-- INFORMATION SUPPLIED follows --
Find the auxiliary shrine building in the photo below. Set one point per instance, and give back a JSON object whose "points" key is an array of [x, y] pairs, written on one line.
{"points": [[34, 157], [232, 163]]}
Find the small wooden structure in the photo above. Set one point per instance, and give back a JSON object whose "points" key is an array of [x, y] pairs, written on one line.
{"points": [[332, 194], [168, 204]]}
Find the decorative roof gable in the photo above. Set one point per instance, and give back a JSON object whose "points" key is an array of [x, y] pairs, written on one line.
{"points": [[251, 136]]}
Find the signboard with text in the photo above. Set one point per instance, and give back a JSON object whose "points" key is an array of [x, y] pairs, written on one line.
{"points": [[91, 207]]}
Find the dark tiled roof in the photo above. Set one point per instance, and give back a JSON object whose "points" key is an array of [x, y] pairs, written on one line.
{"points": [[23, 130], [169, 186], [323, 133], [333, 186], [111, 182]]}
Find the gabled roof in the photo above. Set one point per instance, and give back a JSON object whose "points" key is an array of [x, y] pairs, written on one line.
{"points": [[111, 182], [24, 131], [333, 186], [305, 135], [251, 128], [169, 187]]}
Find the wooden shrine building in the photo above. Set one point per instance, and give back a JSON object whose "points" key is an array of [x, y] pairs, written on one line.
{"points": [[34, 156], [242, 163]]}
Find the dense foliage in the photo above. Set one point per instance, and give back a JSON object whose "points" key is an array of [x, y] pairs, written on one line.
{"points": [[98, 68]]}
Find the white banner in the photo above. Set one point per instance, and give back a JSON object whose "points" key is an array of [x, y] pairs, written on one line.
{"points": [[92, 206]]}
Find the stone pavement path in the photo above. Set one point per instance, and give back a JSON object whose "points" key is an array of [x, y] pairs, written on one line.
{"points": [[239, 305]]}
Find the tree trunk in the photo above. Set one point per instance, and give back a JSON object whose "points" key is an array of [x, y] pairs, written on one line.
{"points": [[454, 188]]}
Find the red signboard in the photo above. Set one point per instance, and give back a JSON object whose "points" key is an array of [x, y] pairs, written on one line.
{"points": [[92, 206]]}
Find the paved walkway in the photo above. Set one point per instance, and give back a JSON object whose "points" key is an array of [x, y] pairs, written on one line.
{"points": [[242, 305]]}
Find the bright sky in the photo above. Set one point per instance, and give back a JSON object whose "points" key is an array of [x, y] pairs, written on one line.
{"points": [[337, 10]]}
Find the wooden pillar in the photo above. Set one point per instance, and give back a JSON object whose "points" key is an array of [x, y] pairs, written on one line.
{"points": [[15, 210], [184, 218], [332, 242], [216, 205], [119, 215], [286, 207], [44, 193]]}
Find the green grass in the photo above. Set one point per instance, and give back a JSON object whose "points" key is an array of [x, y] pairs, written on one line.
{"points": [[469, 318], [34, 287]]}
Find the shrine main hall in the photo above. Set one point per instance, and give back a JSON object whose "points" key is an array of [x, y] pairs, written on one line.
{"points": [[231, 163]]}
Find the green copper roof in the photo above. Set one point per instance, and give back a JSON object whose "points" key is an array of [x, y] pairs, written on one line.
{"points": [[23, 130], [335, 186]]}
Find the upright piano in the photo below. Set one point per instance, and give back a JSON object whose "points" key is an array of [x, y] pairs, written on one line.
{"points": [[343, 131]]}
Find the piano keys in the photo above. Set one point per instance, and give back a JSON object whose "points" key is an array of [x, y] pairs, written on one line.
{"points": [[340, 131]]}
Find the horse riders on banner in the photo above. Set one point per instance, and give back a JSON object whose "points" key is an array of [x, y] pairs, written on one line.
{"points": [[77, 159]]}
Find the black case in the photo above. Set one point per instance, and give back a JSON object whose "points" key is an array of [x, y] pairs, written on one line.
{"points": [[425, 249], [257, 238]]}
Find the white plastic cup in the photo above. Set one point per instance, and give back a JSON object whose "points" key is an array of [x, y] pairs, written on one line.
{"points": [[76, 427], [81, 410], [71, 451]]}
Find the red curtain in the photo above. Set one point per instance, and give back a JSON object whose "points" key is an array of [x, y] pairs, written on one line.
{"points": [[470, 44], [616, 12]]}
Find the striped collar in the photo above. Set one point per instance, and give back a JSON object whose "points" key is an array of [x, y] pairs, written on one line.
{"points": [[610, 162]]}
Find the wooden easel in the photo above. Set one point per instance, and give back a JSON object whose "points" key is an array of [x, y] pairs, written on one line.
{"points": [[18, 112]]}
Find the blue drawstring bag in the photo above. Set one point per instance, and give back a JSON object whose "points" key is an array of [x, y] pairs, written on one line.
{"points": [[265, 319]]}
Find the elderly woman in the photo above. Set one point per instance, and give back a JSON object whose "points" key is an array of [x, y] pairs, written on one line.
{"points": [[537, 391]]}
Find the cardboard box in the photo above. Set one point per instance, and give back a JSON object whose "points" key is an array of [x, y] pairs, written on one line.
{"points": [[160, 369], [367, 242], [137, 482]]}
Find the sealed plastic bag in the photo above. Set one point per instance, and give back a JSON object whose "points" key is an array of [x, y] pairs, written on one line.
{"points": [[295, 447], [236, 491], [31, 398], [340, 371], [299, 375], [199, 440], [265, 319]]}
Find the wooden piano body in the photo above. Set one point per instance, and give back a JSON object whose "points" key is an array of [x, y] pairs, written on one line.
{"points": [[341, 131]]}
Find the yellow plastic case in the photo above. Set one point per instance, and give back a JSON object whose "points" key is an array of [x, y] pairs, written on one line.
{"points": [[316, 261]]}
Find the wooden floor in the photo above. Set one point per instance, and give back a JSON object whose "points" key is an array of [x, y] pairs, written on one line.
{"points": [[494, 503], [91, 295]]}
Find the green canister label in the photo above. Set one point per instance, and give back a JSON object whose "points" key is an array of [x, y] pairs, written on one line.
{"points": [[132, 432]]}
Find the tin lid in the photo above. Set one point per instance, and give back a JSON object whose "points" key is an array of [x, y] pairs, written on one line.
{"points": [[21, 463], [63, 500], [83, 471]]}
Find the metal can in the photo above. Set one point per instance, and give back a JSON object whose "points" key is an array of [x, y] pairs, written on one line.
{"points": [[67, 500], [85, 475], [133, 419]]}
-- INFORMATION SUPPLIED concluded --
WHAT THIS TASK INVOLVES
Go through the entries above and write each one out exactly.

RESULT FOR THIS EXERCISE
Find the auxiliary shrine building in the photo below. Set one point per instance, and give back a JSON object whose "points" key is an array of [x, y] pairs, written on one line.
{"points": [[34, 157], [232, 163]]}
Find the small wooden structure in the photo above. Set one point per instance, and give back a JSON object whose "points" key is an array of [x, y] pairs, written on one line.
{"points": [[332, 194], [168, 204]]}
Find the decorative roof gable in the photo above. Set one point per instance, and give back a JSON object whose "points" key is an array of [x, y] pairs, written on one line.
{"points": [[251, 136]]}
Find the signboard with text in the photo above. Set one point per instance, and give back a JSON object whose "points" key is an array of [x, y] pairs, written on one line.
{"points": [[91, 207]]}
Find the dark tiled roof in the photo above. Set one point per instance, and give back a JSON object whose "points" key is an array of [x, y] pairs, written on one line.
{"points": [[23, 130], [169, 186], [323, 133], [333, 186], [111, 182]]}
Find the gabled roof in the photo above. Set one point per instance, and give back a JSON object whose "points" key is an array of [x, y] pairs, written on one line.
{"points": [[111, 182], [24, 131], [333, 186], [305, 135], [251, 128], [169, 187]]}
Find the wooden shrine building in the photo above. Set one point per instance, and give back a JSON object whose "points" key is an array of [x, y] pairs, written on one line.
{"points": [[34, 156], [242, 163]]}
Find the dense foliage in the photo above. Set one point per instance, and give back a JSON object whose "points" key is an array of [x, y] pairs, written on one line.
{"points": [[98, 68]]}
Find the white banner in the photo above. Set one point per instance, and give back a JSON object whose "points" key is an array of [x, y] pairs, written on one line.
{"points": [[92, 206]]}
Find the stone pavement path in the photo above. Set one point per instance, and give back a JSON object whose "points" key is an array of [x, y] pairs, written on one line.
{"points": [[239, 305]]}
Find the tree trunk in the photo above. Set one point per instance, and give back a JSON object whose "points" key is an array of [x, y] pairs, written on one line.
{"points": [[454, 188]]}
Find the red signboard in the photo above. Set one point per instance, and give back a JSON object whose "points" key is an array of [x, y] pairs, written on one line.
{"points": [[92, 206]]}
Find the paved walkway in the photo above. Set one point per instance, and give back a JSON object whose "points" key is an array of [x, y] pairs, written on one line.
{"points": [[242, 305]]}
Find the bright sky in the photo above. Set one point per instance, and give back a JSON object whose "points" key is an array of [x, y] pairs, written on one line.
{"points": [[337, 10]]}
Find the wooden pillar in the photo above. Set one point per instance, and give back a JSON object whose "points" key is an array of [x, y] pairs, written on one line.
{"points": [[15, 210], [184, 218], [332, 242], [216, 205], [119, 215], [286, 207], [44, 193]]}
Find the green grass in the photo above. Set one point per instance, and give back a JSON object whose "points" key is an array of [x, y] pairs, written on one line.
{"points": [[469, 318], [34, 287]]}
Find the shrine main hall in the photo above. Set one point per instance, and give back a JSON object whose "points" key is an array of [x, y] pairs, written on one line.
{"points": [[231, 163]]}
Find the green copper roof in the photo above. Set one point per instance, and give back a JSON object whose "points" key is an array of [x, y] pairs, written on one line.
{"points": [[23, 130], [335, 186]]}
Find the upright piano in the photo below. Set one point per instance, and give back a JSON object whose "points" key is an array of [x, y] pairs, written on one line.
{"points": [[343, 131]]}
Find the piano keys in the photo above. Set one point per instance, and give back a JSON object whose "points" key is an array of [x, y] pairs, written on one line.
{"points": [[340, 131]]}
Find the horse riders on banner in the photo above. Set one point per instance, and give back a JSON object whose "points" key is an array of [x, y] pairs, written on one line.
{"points": [[77, 159]]}
Find the black case in the photo above. Set one point per instance, and give back a JSON object whose "points" key is an array of [x, y] pairs, written on one line.
{"points": [[425, 249], [257, 238]]}
Find the white plastic cup in the photo above. Set one point per instance, and give back a JSON object whose "points" key is an array of [x, y] pairs, written on one line.
{"points": [[76, 427], [81, 410], [71, 451]]}
Find the red curtain in the photo above. Set one point per instance, and give back a JSON object whose "points" key is an array of [x, y] pairs, written on one line.
{"points": [[470, 44], [616, 12]]}
Find the striped collar in the photo above. Set one point per instance, and give back a JSON object whose "points" key is an array of [x, y] pairs, written on one line.
{"points": [[610, 162]]}
Find the wooden easel in the photo above. Set one point per instance, and give back a JSON object whose "points" key is an array of [x, y] pairs, written on one line.
{"points": [[18, 112]]}
Find the blue drawstring bag in the photo above. Set one point per instance, and give back a JSON object whose "points" key is an array of [x, y] pairs, written on one line.
{"points": [[265, 319]]}
Find the elderly woman in the photo above. Set one point per instance, and give back a JSON object whose "points" key is an array of [x, y] pairs, written on one line.
{"points": [[537, 391]]}
Find the cardboard box in the photo above. Set one point per instance, and give back a JSON object whose "points" key is an array of [x, y] pairs, written on one line.
{"points": [[160, 369], [367, 242], [137, 482]]}
Find the sealed plastic bag in the photo above. Set one point per instance, and give back a JSON object whose "points" key is an array of [x, y] pairs, written on one line.
{"points": [[295, 447], [236, 491], [31, 398], [340, 371], [299, 375], [199, 440], [265, 319]]}
Find the wooden piano body in the photo above. Set one point per instance, and give back a JSON object whose "points" key is an array of [x, y] pairs, written on one line.
{"points": [[341, 131]]}
Find the yellow plastic case in the photo above. Set one point per instance, and give back a JSON object whose "points" key is an array of [x, y] pairs, written on one line.
{"points": [[316, 261]]}
Find the wooden floor in the photo above. Set one point per instance, and give back a JSON object whose "points" key is an array of [x, y] pairs, written on one line.
{"points": [[494, 503], [91, 295]]}
Find the green canister label in the photo above. Set one point per instance, and give back a JSON object whose "points" key is an array of [x, y] pairs, written on one line.
{"points": [[132, 432]]}
Find the tin lid in the photo above. Set one point per instance, and give back a JSON object whose "points" key is an array of [x, y] pairs, written on one line.
{"points": [[21, 463], [63, 500], [83, 471]]}
Find the metal can in the photo above. Set one point per instance, and give back a JSON object whose "points" key is an array of [x, y] pairs, written on one line.
{"points": [[67, 500], [85, 475], [133, 419]]}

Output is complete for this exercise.